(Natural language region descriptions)
§

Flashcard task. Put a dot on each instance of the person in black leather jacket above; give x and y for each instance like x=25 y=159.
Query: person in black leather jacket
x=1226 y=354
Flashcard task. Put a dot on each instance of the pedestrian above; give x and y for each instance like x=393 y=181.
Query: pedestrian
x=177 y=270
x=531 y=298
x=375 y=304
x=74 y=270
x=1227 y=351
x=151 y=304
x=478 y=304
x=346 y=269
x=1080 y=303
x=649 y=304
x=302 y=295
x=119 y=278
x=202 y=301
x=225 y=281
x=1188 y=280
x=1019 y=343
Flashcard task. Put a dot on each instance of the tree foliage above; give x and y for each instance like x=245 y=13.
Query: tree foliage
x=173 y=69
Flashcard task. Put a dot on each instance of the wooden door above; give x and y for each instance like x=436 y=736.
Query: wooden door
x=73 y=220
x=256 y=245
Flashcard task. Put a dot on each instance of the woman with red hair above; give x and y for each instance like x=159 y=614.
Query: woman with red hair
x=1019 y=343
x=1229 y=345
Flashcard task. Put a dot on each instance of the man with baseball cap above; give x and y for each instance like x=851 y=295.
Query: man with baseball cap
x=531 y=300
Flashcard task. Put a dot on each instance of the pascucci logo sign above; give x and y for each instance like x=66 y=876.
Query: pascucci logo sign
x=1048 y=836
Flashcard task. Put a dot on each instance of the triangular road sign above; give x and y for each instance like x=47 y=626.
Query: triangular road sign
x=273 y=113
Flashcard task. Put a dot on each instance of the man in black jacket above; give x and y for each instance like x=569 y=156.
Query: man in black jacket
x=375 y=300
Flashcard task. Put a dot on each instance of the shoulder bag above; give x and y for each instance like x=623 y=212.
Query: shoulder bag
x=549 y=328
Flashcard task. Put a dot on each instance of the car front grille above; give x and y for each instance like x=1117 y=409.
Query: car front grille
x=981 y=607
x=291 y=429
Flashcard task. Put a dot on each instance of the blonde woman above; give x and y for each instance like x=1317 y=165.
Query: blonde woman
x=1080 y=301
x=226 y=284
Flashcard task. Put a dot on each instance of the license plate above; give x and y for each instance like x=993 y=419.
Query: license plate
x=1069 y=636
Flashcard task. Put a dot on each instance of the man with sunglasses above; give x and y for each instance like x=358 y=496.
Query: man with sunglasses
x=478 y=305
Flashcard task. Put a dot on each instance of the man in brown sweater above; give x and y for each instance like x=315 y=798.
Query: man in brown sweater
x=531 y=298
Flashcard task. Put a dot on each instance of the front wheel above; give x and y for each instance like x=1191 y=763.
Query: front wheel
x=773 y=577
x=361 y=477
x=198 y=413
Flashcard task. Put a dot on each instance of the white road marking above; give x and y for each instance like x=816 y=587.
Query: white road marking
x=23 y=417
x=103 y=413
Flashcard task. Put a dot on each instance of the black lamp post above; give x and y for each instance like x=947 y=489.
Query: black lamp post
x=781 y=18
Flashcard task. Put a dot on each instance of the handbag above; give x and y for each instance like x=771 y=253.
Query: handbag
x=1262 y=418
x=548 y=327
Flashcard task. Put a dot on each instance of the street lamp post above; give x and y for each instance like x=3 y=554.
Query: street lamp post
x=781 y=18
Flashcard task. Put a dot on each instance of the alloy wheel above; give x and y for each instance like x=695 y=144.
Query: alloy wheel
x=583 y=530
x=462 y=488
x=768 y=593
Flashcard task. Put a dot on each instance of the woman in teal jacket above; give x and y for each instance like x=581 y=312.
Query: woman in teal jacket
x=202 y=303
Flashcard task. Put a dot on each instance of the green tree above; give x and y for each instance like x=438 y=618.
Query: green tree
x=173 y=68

§

REQUIREMENT> Look back at the entries above. Retype the line with "Query: man in black jacket", the line with "like x=581 y=312.", and all lines in between.

RESPONSE TO THIS EXERCISE>
Query: man in black jacket
x=375 y=300
Flashcard task. Put a dot on each instance of the shoulder bag above; give x and y for each instance like x=623 y=212.
Query: shoulder bag
x=549 y=328
Flashcard task. Put a dot on each instance of the car front grille above; give x and y for each instance like x=1117 y=409.
Query: car front grille
x=981 y=607
x=291 y=429
Flashcard task. Put a dot on each instance of the blonde woman above; give x and y for each instance like x=1317 y=165.
Query: blonde woman
x=1080 y=301
x=226 y=284
Flashcard task. Put a dot on each instance of the license plate above; give x and y for each instance like x=993 y=419.
Query: license plate
x=1069 y=636
Flashcard task. Put a dot on each instance of the man with sunglasses above; give x and y for each instance like x=358 y=496.
Query: man with sunglasses
x=478 y=305
Flashcard task. Put a dot on each instance of the man in brown sweater above; give x and y for each instance like x=315 y=798.
Query: man in brown sweater
x=531 y=298
Flashcard task. Put a dot on each instance of the front wheel above; give x and y for each instance like x=1191 y=763.
Query: front wheel
x=773 y=577
x=361 y=477
x=198 y=413
Flashcard task. Put a dot on each instance of the white road marking above; give x and y for each instance like x=816 y=587.
Query: white road marking
x=23 y=417
x=103 y=413
Flashcard task. Put a dot on each instance of the black lamp post above; give x and y for each instance like x=947 y=489.
Query: black lamp post
x=781 y=18
Flashcard task. Put a dot on each instance of the handbag above; give x and y for each instance like x=771 y=253.
Query: handbag
x=1262 y=418
x=548 y=327
Flashcard task. Put a dot on each instance of the street lamp post above; give x and y for each instance like x=3 y=554.
Query: street lamp post
x=781 y=18
Flashcard task. Put a dot on each instance of the alloy wheel above; give x and y for each instance like x=695 y=144.
Query: alloy wheel
x=583 y=530
x=462 y=488
x=768 y=593
Flashcard task. Put a dot on each instance of the woman in teal jacket above; give x and y for each instance like x=581 y=312.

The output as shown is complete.